Nel testo sul movimento studentesco, quale richiesta si avanza riguardo al fondo pubblico per gli studi universitari?

TESTO SELEZIONATO

══════════════════════════════

É vero, centinaia di studenti si unirono la Lotta di Liberazione nazionale. I personaggi piu significativi di questa lotta erano studenti e giovani che con molto coraggio dettero forma a quel movimento e lottarono contro il nazifascismo. Ma questo é pure accaduto durante gli anni ’90, quando gli studenti, assieme ai lavoratori, hanno abbatuto il regime stalinista instaurato da Enver Hoxha.

Le differenze sono molte in realtá molte. In primo luogo non chiediamo il rovesciamento del sistema o del governo, ma chiediamo:
1) l’Abrogazione della Riforma univeristaria, come punto di partenza per inaugurare un’altra riforma vera riforma dell’universita, basata sulle rivendicazioni delle masse studentesche;
2) Il raddoppio del fondo pubblico per gli studi universitari. Che dovrebbe assicurare il miglioramento delle condizioni dei convitti, l’arricchimento delle biblioteche, la crescita della ricerca scentifica, l’elezione del personale accademico da parte degli studenti e molto altro, la lista è ancora lunga…
3)Scuola pubblica gratuita, a tutti i livelli di istruzione;
4) Una riforma vera della vita universitaria basata sui principi della democrazia all’interno dell’universita: la creazione di un’assemblea di universitari scelta dai voti (parificati) degli studenti e docenti in ogni facolta’ delle universita’ pubbliche.

Un’altra differenza cruciale e’ il fatto che al contrario del movimento studentesco degli anni ’90, questo movimento non ha un capo, ma e’ orizzontale ed e’ seguito da numerosi raggruppamenti politici, molti dei quali purtroppo legati con i partiti politici. E assieme a questo oggi, una dei maggiori desideri del movimento e’ la realizzazione delle rivendicazioni e dei principi che il movimento studentesco degli anni 90′ non e’ riuscito a realizzare.

══════════════════════════════

Dati per l'ancoraggio di oggetti in linguaggio naturale:
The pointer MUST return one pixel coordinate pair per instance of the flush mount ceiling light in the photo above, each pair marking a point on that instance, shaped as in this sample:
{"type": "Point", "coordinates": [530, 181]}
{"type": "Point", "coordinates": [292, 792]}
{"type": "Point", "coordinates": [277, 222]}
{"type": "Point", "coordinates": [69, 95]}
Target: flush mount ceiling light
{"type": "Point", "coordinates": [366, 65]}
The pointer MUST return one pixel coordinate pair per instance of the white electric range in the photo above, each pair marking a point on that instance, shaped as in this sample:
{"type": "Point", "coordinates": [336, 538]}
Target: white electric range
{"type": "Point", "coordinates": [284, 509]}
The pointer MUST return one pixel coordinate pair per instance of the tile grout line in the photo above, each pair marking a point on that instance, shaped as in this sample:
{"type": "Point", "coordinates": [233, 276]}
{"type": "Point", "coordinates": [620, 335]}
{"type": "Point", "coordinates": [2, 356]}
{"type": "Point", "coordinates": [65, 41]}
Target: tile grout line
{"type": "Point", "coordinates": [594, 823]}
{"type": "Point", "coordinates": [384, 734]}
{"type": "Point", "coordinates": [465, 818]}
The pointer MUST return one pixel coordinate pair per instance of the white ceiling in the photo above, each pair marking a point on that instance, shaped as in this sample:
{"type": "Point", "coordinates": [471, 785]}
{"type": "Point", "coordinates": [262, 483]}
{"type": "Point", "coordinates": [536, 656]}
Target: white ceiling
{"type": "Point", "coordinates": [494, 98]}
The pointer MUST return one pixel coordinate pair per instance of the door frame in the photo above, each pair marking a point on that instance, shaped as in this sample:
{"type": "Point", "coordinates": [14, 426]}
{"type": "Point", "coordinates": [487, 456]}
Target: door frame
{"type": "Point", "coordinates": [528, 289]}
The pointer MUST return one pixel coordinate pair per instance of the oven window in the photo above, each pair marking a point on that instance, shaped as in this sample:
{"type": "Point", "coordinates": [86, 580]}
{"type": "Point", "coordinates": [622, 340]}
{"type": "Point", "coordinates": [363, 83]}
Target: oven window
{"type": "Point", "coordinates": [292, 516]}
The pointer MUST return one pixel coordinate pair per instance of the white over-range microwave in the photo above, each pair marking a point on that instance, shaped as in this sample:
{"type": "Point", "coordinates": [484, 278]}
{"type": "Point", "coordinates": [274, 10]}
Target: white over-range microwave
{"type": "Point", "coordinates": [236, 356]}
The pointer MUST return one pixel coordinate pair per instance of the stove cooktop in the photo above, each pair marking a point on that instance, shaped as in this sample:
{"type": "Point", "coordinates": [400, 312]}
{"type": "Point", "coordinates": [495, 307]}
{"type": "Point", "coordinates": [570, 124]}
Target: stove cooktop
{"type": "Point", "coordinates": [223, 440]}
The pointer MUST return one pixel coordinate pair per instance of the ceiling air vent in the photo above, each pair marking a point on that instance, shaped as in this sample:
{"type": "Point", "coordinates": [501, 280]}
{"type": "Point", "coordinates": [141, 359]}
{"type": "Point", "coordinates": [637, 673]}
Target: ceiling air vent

══════════════════════════════

RISPOSTA ATTESA
Il raddoppio del fondo pubblico per gli studi universitari.